Render each line of the records below as a JSON list of strings, one string per line, with blank lines skipped and the pictures left out.

--- begin ---

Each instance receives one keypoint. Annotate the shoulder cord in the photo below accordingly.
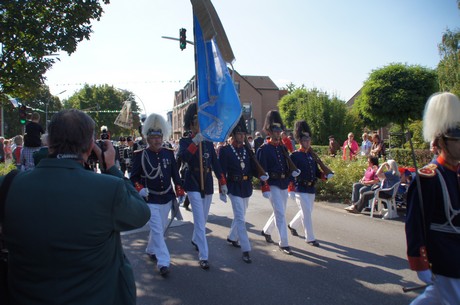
(450, 212)
(154, 173)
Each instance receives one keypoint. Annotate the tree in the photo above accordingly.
(104, 103)
(39, 101)
(449, 66)
(324, 115)
(395, 93)
(32, 30)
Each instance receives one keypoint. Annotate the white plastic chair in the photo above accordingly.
(391, 202)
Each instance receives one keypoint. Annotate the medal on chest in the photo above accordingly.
(240, 157)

--- end ---

**Answer for this exercise**
[
  "Each instance receives one keypoint. Annotate the shoulder cord in the photo below accordingly.",
  "(450, 212)",
  "(154, 173)",
  "Each instance receives one keypoint. Annotate the tree in the photo above accordingly.",
  "(104, 103)",
  "(39, 101)",
  "(449, 66)",
  "(324, 115)",
  "(395, 93)",
  "(32, 30)",
  "Each instance receives one keypoint. Annotate the white plastic chair in the photo above accordingly.",
  "(391, 202)",
  "Each instance receives one keypoint. Annotate the medal on chest in the photo above accordingly.",
  "(240, 157)"
]